Task directions: Present the part of the items that opens with the line containing "# test: pin the white flower" and closes with the line containing "point(455, 127)" as a Markdown table, both ends included and blank lines omitted. Use the columns Row, holding a running number, and Text, holding the line.

Supplied material:
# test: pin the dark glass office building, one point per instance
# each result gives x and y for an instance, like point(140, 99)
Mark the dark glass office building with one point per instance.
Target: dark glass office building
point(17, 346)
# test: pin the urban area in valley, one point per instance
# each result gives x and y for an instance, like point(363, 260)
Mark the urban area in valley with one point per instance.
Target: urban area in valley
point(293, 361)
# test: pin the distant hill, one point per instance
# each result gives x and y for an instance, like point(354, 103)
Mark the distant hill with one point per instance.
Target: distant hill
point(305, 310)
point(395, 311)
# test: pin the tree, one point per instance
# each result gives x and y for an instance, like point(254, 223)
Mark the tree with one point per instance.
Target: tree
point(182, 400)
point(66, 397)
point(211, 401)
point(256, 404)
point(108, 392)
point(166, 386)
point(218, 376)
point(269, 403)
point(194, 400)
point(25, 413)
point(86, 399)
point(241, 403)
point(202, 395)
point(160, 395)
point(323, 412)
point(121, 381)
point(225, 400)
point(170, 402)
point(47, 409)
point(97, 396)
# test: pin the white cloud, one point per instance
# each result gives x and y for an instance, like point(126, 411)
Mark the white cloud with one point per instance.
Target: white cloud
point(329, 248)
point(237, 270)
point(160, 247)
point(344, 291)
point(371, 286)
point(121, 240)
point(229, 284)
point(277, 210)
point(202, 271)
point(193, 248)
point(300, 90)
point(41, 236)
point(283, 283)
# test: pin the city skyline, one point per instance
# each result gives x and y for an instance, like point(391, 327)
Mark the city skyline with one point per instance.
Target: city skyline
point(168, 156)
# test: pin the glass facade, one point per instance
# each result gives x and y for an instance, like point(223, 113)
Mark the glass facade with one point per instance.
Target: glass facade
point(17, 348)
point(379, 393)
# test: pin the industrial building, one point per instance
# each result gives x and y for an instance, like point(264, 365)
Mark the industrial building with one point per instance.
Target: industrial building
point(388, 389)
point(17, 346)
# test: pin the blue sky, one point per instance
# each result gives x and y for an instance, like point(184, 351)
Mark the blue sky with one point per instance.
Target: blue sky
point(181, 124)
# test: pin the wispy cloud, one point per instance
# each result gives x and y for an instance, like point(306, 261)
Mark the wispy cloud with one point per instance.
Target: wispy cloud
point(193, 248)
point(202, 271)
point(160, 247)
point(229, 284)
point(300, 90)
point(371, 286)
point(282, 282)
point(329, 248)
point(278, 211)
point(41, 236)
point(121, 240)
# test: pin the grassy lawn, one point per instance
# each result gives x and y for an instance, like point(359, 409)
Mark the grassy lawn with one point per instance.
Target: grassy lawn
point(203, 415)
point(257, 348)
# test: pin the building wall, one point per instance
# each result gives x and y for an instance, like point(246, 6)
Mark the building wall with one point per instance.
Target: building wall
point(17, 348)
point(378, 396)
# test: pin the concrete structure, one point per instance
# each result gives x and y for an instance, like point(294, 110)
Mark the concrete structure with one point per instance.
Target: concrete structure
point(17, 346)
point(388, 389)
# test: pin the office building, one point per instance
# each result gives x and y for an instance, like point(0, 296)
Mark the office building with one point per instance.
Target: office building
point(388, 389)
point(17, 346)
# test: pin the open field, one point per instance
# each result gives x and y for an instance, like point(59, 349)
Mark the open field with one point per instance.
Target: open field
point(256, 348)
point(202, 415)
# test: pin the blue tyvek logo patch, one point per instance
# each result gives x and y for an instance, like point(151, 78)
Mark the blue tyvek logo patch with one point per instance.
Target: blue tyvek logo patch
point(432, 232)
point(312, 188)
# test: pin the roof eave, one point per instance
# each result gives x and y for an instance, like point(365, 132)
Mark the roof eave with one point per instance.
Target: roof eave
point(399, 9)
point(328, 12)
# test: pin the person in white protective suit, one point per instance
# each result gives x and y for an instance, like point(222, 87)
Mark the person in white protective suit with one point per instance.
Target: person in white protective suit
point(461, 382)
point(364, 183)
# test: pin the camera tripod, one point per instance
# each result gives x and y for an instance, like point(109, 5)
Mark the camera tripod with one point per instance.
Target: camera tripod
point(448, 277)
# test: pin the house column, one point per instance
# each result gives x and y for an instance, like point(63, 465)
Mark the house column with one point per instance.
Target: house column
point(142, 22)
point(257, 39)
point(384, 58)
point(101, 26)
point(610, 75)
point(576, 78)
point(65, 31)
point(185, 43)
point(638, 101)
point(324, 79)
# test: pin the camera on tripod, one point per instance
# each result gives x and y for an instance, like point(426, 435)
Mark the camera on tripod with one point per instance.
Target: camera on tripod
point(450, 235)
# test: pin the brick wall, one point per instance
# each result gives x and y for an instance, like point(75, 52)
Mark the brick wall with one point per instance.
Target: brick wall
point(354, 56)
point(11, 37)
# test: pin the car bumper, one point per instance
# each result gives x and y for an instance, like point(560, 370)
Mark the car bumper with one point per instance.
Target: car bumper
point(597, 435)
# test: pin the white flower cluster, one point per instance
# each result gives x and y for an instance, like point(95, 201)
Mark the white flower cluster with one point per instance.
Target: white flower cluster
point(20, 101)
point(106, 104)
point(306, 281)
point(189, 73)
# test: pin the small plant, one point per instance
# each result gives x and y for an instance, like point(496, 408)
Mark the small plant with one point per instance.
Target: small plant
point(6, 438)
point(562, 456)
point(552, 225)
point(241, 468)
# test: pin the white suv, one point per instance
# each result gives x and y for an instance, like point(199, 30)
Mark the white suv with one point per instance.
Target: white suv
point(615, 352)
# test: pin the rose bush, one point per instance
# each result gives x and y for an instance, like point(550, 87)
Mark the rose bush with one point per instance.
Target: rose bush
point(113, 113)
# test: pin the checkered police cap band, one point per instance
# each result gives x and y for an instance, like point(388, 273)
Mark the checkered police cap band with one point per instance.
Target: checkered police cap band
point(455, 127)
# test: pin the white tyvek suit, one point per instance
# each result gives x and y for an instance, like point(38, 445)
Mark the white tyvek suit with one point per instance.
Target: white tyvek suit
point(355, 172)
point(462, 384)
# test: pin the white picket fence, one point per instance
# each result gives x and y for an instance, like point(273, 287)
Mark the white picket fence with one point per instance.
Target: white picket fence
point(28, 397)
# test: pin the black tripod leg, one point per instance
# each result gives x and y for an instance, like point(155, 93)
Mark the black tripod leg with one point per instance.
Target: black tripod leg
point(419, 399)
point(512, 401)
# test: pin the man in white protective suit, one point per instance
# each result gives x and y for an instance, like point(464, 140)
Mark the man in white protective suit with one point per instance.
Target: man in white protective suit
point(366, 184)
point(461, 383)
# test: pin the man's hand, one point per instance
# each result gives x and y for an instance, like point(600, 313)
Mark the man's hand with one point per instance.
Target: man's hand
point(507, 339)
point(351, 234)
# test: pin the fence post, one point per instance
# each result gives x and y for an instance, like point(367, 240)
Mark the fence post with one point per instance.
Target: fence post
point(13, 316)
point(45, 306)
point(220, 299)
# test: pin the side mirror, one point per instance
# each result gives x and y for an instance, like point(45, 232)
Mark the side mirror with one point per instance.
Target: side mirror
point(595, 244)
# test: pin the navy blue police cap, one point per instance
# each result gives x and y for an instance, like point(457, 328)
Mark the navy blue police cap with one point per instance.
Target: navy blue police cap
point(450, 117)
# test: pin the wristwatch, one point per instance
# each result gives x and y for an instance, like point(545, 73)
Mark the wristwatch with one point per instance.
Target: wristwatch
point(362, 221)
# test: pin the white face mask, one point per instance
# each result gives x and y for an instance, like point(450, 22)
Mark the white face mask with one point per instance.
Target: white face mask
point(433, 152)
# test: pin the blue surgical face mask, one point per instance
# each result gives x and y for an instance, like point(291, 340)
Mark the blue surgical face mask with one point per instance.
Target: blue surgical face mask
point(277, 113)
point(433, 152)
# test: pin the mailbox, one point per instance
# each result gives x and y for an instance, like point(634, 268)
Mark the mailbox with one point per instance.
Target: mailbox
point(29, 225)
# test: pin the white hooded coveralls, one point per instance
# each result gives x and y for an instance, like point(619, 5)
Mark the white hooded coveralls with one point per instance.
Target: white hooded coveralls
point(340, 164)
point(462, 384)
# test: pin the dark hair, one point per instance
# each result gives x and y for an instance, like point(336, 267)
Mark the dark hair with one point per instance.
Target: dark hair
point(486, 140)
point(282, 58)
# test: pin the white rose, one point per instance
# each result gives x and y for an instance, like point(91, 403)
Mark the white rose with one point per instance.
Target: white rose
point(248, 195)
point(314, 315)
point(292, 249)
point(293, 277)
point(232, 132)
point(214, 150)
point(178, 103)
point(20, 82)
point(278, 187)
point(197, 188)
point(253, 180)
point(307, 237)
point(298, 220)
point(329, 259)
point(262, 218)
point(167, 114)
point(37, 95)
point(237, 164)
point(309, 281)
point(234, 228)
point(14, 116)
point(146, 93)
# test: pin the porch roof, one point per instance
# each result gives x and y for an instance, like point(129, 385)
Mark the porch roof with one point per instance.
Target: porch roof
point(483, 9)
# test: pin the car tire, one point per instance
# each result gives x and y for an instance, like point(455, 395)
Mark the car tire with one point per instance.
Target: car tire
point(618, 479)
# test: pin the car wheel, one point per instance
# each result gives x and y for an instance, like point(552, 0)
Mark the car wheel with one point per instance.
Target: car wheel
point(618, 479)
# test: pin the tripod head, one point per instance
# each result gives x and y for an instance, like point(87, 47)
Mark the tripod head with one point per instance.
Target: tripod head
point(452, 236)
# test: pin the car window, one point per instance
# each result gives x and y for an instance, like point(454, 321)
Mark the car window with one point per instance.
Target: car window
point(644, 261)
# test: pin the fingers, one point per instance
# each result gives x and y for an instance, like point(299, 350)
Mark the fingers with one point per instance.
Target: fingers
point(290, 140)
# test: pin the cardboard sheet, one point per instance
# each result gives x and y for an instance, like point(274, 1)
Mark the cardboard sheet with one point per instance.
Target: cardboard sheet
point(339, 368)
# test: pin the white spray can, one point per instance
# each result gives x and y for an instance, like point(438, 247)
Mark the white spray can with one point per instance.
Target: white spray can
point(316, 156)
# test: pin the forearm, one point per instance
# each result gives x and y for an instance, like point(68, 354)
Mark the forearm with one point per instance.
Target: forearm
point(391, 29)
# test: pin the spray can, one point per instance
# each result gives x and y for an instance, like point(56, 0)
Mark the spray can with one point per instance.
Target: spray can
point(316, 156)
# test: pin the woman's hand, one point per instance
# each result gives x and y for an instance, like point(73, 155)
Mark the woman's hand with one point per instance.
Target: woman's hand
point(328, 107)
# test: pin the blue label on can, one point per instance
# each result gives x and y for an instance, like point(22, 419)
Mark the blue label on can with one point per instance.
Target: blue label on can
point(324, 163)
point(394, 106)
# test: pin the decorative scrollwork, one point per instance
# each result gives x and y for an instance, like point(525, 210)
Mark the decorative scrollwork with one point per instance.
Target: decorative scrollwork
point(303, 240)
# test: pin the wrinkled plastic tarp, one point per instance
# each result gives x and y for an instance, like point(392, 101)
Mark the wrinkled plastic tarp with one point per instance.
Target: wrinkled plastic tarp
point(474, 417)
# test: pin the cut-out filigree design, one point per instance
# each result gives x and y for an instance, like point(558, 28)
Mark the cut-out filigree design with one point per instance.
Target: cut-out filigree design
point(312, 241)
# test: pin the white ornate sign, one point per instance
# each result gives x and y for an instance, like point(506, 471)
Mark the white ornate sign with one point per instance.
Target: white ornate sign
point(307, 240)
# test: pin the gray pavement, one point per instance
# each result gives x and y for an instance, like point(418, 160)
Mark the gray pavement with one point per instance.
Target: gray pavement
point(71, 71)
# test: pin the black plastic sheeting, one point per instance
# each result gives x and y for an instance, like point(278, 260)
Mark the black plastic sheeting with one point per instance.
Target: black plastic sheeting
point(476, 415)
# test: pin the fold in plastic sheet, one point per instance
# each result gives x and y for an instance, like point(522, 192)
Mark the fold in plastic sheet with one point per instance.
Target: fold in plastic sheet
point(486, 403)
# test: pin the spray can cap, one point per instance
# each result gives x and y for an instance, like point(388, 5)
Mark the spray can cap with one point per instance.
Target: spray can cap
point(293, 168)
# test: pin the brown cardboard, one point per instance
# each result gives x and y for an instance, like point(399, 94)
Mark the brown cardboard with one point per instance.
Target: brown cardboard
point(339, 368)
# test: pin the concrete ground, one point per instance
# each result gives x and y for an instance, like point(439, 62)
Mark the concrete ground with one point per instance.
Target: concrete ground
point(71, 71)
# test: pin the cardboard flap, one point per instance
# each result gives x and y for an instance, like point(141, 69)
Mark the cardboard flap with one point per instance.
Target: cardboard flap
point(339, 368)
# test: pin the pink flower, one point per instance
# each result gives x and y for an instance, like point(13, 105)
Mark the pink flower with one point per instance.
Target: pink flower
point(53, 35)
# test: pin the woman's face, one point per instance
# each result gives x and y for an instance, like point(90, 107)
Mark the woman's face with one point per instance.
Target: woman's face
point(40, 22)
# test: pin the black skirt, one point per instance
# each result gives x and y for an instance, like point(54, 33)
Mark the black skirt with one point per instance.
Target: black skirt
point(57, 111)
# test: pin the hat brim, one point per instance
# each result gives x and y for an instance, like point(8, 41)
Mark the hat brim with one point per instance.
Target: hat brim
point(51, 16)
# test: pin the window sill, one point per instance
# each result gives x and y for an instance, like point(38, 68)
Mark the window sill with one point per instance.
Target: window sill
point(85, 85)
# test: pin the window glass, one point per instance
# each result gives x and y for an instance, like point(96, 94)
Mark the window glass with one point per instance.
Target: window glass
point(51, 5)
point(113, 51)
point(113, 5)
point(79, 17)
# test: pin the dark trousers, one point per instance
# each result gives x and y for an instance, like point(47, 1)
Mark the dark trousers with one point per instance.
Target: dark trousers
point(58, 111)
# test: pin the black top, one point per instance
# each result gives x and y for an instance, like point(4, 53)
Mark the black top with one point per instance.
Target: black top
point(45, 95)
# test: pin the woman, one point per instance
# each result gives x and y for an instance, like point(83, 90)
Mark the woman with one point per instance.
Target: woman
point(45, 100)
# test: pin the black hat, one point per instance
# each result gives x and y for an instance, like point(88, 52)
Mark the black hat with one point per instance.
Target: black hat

Complete response:
| Row | Text |
|---|---|
| 1 | # test: pin the white flower cluster, one point per instance |
| 2 | # each result gives x and y for an instance, like point(95, 201) |
| 3 | Mark the white flower cluster with one point per instance. |
| 4 | Target: white flower cluster |
| 5 | point(20, 101) |
| 6 | point(106, 104) |
| 7 | point(306, 281) |
| 8 | point(189, 73) |
| 9 | # test: pin the small plant, one point per instance |
| 10 | # each result gives x and y for an instance, like point(496, 408) |
| 11 | Mark the small plant with one point per instance. |
| 12 | Target: small plant |
| 13 | point(6, 438) |
| 14 | point(562, 456) |
| 15 | point(552, 225) |
| 16 | point(241, 468) |
| 17 | # test: pin the white suv, one point per instance |
| 18 | # each result gives x and y for an instance, like point(199, 30) |
| 19 | Mark the white suv with one point per instance. |
| 20 | Target: white suv |
| 21 | point(615, 352) |
| 22 | # test: pin the rose bush, one point per instance |
| 23 | # each result gives x and y for an instance, like point(550, 87) |
| 24 | Mark the rose bush with one point per instance. |
| 25 | Target: rose bush |
| 26 | point(113, 113) |
| 27 | # test: pin the checkered police cap band, one point per instance |
| 28 | # each result gives x and y for an instance, like point(388, 273) |
| 29 | Mark the checkered police cap band with one point per instance. |
| 30 | Target: checkered police cap band |
| 31 | point(455, 127) |